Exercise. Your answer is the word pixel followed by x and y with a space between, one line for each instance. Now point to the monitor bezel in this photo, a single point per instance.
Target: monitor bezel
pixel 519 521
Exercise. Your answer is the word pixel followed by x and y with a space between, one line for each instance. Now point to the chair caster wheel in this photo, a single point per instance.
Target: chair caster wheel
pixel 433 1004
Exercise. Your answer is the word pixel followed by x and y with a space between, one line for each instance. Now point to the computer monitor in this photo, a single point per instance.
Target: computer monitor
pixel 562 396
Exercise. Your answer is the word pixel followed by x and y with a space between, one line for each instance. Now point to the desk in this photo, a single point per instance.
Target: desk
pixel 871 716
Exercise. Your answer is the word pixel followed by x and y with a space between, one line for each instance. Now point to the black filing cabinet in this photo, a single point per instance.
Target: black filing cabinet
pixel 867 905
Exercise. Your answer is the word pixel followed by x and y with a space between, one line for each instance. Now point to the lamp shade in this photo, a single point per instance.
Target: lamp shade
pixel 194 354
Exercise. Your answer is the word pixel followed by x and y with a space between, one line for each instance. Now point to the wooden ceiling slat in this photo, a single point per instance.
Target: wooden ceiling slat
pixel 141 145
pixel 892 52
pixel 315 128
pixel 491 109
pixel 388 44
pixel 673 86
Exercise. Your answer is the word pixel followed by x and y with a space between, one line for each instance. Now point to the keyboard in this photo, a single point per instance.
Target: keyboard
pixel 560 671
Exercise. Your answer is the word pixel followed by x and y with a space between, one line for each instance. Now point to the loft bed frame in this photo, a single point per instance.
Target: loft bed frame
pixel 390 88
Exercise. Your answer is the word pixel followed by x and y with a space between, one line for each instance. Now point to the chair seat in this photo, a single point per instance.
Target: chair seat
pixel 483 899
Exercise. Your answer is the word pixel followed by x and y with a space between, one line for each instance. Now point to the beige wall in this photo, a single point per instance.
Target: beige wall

========

* **Work item**
Your task is to repeat every entry above exactly.

* **Solution to this task**
Exercise. Your answer is the word pixel followed by x and y with a space between, one line for each instance. Now point to the monitor bezel in this photo, a single point per instance.
Target: monitor bezel
pixel 519 521
Exercise. Your answer is the word pixel followed by x and y with a space between, one line for each instance. Now point to the chair caster wheel in this photo, a single point per instance.
Target: chair caster wheel
pixel 433 1004
Exercise. Your answer is the word pixel followed by x and y with a space between, one line for each instance. Now point to the computer monitor in this photo, a single point per instance.
Target: computer monitor
pixel 562 396
Exercise. Your answer is the word pixel followed by x and y with a space between, one line for each instance. Now point to the desk in this photo, a single point per instance.
Target: desk
pixel 871 716
Exercise. Your answer is the word pixel followed by x and y with a space between, one line for each instance. Now point to the black filing cabinet in this photo, a single point per instance.
Target: black filing cabinet
pixel 867 905
Exercise. Your answer is the word pixel followed by x and y with a space between, one line for each instance. Now point to the lamp shade in this photo, a single point per instance.
Target: lamp shade
pixel 194 354
Exercise. Your answer is the word pixel followed by x and y with a space between, one line for each instance. Now point to the wooden ceiling slat in this photo, a single point per instance.
Target: wooden ceiling slat
pixel 141 145
pixel 892 52
pixel 315 128
pixel 491 109
pixel 388 44
pixel 673 86
Exercise. Your answer is the word pixel followed by x and y with a space between, one line for each instance. Now point to the keyboard in this photo, a single point per instance.
Target: keyboard
pixel 560 671
Exercise. Your answer is the word pixel followed by x and y with a space between, one line for each instance. Now point to the loft bed frame in this photo, a single point per instance.
Target: loft bed frame
pixel 390 88
Exercise. Your answer is the word pixel followed by x and y with a space between, one line for each instance. Now point to the chair seat in this photo, a single point per instance.
Target: chair seat
pixel 483 899
Exercise. Your answer is the word pixel followed by x and y with a space between, one line for each instance. Now point to the beige wall in this photo, a single point per instance.
Target: beige wall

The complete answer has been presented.